■ Enunciado:
Por favor, atualize os registros abaixo trocando "Target" por "Object" em todos eles, sem alterar mais nada.

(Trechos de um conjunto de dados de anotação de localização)
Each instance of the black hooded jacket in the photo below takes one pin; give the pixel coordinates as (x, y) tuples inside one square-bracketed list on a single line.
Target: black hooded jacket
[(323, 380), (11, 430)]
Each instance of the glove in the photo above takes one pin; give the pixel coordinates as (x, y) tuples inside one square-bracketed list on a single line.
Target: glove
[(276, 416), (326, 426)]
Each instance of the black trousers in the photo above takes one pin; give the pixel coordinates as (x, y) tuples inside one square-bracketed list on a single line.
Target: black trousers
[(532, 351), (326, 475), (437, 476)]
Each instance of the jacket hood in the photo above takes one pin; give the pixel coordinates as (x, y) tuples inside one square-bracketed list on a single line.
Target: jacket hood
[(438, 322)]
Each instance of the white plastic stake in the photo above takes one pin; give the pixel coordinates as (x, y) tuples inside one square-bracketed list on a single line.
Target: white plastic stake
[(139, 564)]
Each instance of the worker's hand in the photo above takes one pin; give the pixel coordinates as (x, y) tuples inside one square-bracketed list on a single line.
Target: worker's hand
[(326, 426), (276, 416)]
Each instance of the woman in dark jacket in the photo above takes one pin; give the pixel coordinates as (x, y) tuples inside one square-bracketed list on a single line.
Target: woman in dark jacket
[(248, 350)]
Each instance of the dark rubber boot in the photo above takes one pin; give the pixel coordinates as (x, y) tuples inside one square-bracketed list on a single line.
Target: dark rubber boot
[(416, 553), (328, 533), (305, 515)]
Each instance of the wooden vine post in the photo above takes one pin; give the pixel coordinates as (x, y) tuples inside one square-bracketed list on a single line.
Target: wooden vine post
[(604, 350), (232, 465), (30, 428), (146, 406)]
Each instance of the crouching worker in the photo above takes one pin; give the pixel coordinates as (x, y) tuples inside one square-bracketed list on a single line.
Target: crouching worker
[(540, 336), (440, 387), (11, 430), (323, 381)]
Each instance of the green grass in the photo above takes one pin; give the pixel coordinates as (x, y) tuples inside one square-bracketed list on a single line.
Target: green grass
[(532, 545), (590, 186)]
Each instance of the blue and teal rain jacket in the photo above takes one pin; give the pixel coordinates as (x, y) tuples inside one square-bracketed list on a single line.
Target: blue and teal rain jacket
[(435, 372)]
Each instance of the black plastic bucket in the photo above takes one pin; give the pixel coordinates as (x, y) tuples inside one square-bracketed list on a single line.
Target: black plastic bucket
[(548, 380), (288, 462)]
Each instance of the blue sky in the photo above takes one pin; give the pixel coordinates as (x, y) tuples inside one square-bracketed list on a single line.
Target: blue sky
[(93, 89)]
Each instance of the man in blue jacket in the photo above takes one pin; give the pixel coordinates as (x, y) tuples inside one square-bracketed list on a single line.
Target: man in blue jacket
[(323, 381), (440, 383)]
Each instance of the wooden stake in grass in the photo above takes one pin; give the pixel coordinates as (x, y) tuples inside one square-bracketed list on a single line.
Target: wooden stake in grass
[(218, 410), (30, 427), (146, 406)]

■ Resposta ao exercício:
Each instance of the black hooded jacket in the photo below takes one pin; give the pixel coordinates as (x, y) tuples inside one square-bracketed list on a single line.
Object: black hooded jacket
[(323, 380), (11, 430)]
Each instance of the glove in the photo above takes one pin; give the pixel coordinates as (x, y) tuples inside one square-bracketed list on a single line.
Object: glove
[(276, 416), (326, 426)]
Each instance of the black trousers in the photo above takes one pin; give the pixel coordinates as (x, y) tuples inside one square-bracketed list on a single line.
Object: black trousers
[(532, 351), (326, 475), (437, 476)]
Each instance of the jacket hood in the photo above takes one pin; give the pixel coordinates as (x, y) tuples inside one square-bracketed list on a single line.
Object: jacket hood
[(438, 322)]
Each instance of the white plastic stake in the photo above takes one pin; give the pixel coordinates as (x, y) tuples inside one square-bracketed list on a single line.
Object: white plastic stake
[(139, 564)]
Each instance of the worker's hand in the photo above takes one pin; give the pixel coordinates as (x, y) tuples inside one square-bracketed list on a single line.
Object: worker's hand
[(326, 426), (276, 416)]
Each instance of the woman in dark jacket in the photo above takes one pin; give the pixel coordinates as (x, y) tuples inside one square-bracketed list on a single line.
Object: woman in dark jacket
[(248, 350)]
Each instance of the dark rubber boot in the photo above takes one pin; give the pixel coordinates as (x, y) tuples inside one square-bracketed list on a single line.
Object: dark rubber boot
[(416, 553), (328, 533), (305, 515)]
Each instance of the wooden vine post in the photo above takes one pin; give the pixel coordinates as (x, y) tuples inside one square-bracketed list on a single line.
Object: wooden vine post
[(604, 350), (232, 465), (30, 428), (146, 406)]
Each instance of the crouching worker in the photo above takes one pin; give the pixel coordinates as (x, y) tuples inside one square-bracketed list on a single line.
Object: crouching worker
[(540, 336), (440, 387), (11, 430), (323, 381)]
Each instance of the green grass in the photo above takes one pin; give the pixel coordinates as (x, y) tuples inside one square-bracketed list on a single line.
Object: green grass
[(532, 545), (590, 186)]
Each instance of the blue and teal rain jacket in the photo above takes one pin; give the pixel coordinates as (x, y) tuples inside one square-bracketed list on a single line.
Object: blue and teal rain jacket
[(435, 372)]
Each instance of the black plastic bucket in the photo above takes one pin; give the pixel coordinates as (x, y) tuples inside one square-bracketed list on a single line.
Object: black plastic bucket
[(548, 380), (288, 462)]
Each instance of the blue sky in the photo above takes one pin; give the pixel coordinates as (x, y) tuples inside one square-bracketed list on a single line.
Object: blue sky
[(93, 89)]
Each instance of the man in blue jacket in the photo above takes one pin; give the pixel coordinates as (x, y) tuples inside one square-bracketed list on a single line.
Object: man in blue jacket
[(323, 381), (440, 383)]
Each instance of the wooden stake in grass in the photo above takes one pin; give the pixel coordinates as (x, y) tuples inside one square-bracketed list on a single line.
Object: wooden stake in grass
[(218, 410), (30, 427), (146, 406)]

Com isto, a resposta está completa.